Vorliegender Auszug:

Wenn es einen heiligen Gral in der Pädagogik gibt, dann ist es mit Sicherheit die ‚intrinsische Motivation‘.
Sie wird in einigen Pädagogiken als die Grundbedingung für nachhaltiges
Lernen gehandelt und steht deshalb oft im Mittelpunkt pädagogischer, didaktischer oder erziehungswissenschaftlicher Abhandlungen über das Lernen.
Florian hat mit seinem letzten Blogartikel ein großes Fass aufgemacht und eine in meinen Augen sehr spannende These aufgestellt:
Er versteht die intrinsische Motivation und damit weitergedacht den nachhaltigen Lernprozess als ein Feuer, welches durch die Lehrperson zunächst entzündet und dann immer wieder ‚am Laufen‘ gehalten werden muss. Ein sehr interessantes Bild, das die Lehrperson als Wächter*in über das ‚innere Feuer‘ der zu Erziehenden zeichnet.
Tatsächlich deckt sich dieses Bild im Großen und Ganzen mit dem Selbstverständnis vieler Lernbegleiter*innen, mit denen ich mich bislang ausgetauscht habe. Viele nehmen gerne eine aktive Rolle ein, indem sie Impulse anbieten (sie entzünden das Feuer) und darauf basierend strukturierte Lernarrangements für interessierte Kinder austüfteln und bereitstellen (sie legen immer wieder Holz nach).
Wenn aber viele Lernbegleiter*innen im freien Schulalltag eine aktive Rolle einnehmen und nicht nur passiv in der Ecke stehen und beobachten, drängt sich an dieser Stelle die folgende Frage auf: Wie wird diese Rolle im Alltag ausgefüllt?
Aus meiner Sicht lässt sich die aktive Lernbegleiter-Rolle kaum sinnvoll umsetzen. Vielmehr stößt diese Rolle an bestimmte Grenzen, die ich im Folgenden kurz skizzieren möchte.
Erziehung zur Mündigkeit
Erziehung (und davon abgeleitet auch die Bildung) findet nur dann statt, wenn alles Handeln des Erziehers/der Erzieherin darauf abzielt, den zu Erziehenden zu einem mündigen Mitglied unserer Gesellschaft werden zu lassen. Mündigkeit ist wiederum eng mit Eigenständigkeit und Eigenverantwortung verknüpft. Ziel jedes Erziehungs- und Bildungsprozesses muss also sein, es dem zu Erziehenden bzw. zu Bildenden zu ermöglichen, Verantwortung für sich und seinen Lernprozess zu übernehmen.

Gestellte Aufgabe 1:
Gib jede der unten stehenden Zeilen zurück, in der das Wort „braided“ vorkommt.

Zeilen des Datensatzes:

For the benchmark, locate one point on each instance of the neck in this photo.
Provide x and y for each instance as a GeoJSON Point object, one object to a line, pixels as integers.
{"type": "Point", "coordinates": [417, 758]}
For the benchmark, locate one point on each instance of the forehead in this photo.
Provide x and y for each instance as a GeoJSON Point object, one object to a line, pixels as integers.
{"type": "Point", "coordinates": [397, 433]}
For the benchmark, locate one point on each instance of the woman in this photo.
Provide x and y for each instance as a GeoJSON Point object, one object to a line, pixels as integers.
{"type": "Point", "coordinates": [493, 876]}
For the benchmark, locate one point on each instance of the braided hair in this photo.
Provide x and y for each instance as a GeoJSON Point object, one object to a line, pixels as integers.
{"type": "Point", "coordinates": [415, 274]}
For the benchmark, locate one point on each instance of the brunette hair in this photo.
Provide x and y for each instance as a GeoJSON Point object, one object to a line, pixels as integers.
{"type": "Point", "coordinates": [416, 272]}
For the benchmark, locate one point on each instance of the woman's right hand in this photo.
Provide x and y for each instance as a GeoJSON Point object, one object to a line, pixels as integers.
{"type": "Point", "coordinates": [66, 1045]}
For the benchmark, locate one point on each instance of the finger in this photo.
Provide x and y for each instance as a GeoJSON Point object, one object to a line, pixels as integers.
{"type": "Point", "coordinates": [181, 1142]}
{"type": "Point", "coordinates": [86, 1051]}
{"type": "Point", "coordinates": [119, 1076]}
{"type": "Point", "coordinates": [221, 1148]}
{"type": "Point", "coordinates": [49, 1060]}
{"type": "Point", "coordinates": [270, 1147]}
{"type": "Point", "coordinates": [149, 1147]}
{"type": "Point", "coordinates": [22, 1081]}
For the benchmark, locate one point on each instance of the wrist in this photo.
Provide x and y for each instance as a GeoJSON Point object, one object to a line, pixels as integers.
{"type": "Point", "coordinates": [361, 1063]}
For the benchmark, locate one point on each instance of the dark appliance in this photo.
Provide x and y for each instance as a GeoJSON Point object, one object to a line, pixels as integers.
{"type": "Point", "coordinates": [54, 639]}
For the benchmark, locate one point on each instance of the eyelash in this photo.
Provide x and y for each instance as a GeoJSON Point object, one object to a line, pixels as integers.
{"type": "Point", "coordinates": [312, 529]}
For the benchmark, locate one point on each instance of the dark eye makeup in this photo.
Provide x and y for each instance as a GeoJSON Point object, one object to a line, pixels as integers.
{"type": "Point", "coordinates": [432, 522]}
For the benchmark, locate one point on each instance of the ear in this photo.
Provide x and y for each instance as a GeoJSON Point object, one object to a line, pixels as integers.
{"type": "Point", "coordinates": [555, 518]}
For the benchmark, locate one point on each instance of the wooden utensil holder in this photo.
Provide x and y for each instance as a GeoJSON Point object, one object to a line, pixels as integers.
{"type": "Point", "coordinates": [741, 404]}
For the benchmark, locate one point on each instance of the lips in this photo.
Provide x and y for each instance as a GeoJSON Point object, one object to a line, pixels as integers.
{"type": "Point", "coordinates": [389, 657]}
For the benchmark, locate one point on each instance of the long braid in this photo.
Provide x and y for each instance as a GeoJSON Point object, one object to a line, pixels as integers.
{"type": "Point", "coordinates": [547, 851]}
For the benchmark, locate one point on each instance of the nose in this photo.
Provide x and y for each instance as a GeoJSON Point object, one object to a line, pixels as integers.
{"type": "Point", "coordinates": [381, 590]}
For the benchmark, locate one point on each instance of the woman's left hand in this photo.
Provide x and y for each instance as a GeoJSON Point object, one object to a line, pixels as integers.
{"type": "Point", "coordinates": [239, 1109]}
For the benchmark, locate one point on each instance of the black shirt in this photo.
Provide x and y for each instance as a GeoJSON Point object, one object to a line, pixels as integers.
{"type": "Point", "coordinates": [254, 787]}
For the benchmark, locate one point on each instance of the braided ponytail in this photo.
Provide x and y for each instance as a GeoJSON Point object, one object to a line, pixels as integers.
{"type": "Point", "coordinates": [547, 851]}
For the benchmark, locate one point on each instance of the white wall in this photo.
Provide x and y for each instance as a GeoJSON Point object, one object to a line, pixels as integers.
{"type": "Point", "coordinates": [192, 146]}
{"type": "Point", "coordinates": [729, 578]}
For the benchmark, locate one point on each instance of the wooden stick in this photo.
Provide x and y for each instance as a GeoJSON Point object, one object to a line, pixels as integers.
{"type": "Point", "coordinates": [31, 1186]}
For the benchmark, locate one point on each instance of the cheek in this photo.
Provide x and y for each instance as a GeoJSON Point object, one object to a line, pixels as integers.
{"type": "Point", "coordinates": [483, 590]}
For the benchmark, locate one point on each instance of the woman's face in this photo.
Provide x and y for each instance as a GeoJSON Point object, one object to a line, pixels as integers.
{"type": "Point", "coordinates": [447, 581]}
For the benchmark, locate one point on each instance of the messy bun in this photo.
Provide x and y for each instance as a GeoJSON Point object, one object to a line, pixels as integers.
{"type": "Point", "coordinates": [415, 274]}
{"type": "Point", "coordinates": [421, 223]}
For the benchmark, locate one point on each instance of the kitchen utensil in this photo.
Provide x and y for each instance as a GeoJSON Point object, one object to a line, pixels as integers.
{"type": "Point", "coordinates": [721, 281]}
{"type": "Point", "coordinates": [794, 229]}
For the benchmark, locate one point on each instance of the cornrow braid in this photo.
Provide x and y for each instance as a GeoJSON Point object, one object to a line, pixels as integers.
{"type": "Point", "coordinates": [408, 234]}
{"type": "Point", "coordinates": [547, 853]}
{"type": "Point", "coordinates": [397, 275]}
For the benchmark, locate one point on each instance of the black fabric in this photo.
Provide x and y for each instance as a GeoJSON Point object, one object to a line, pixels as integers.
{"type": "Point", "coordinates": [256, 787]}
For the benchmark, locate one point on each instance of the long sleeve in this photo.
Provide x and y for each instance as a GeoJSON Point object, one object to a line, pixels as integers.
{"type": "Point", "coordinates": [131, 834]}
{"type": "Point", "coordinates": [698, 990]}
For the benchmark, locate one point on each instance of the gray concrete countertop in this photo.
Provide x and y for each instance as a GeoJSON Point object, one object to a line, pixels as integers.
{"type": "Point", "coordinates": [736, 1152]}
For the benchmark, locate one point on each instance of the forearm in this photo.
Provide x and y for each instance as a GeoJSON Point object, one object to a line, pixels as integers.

Gestellte Aufgabe 2:
Gib aus dem Auszug über intrinsische Motivation den Abschnitt wortgetreu wieder, der bei „Wenn es einen“ beginnt und mit „zu Erziehenden zeichnet.“ endet.

Ergebnis der Übung 1:
For the benchmark, locate one point on each instance of the braided hair in this photo.
For the benchmark, locate one point on each instance of the braided ponytail in this photo.

Ergebnis der Übung 2:
Wenn es einen heiligen Gral in der Pädagogik gibt, dann ist es mit Sicherheit die ‚intrinsische Motivation‘.
Sie wird in einigen Pädagogiken als die Grundbedingung für nachhaltiges
Lernen gehandelt und steht deshalb oft im Mittelpunkt pädagogischer, didaktischer oder erziehungswissenschaftlicher Abhandlungen über das Lernen.
Florian hat mit seinem letzten Blogartikel ein großes Fass aufgemacht und eine in meinen Augen sehr spannende These aufgestellt:
Er versteht die intrinsische Motivation und damit weitergedacht den nachhaltigen Lernprozess als ein Feuer, welches durch die Lehrperson zunächst entzündet und dann immer wieder ‚am Laufen‘ gehalten werden muss. Ein sehr interessantes Bild, das die Lehrperson als Wächter*in über das ‚innere Feuer‘ der zu Erziehenden zeichnet.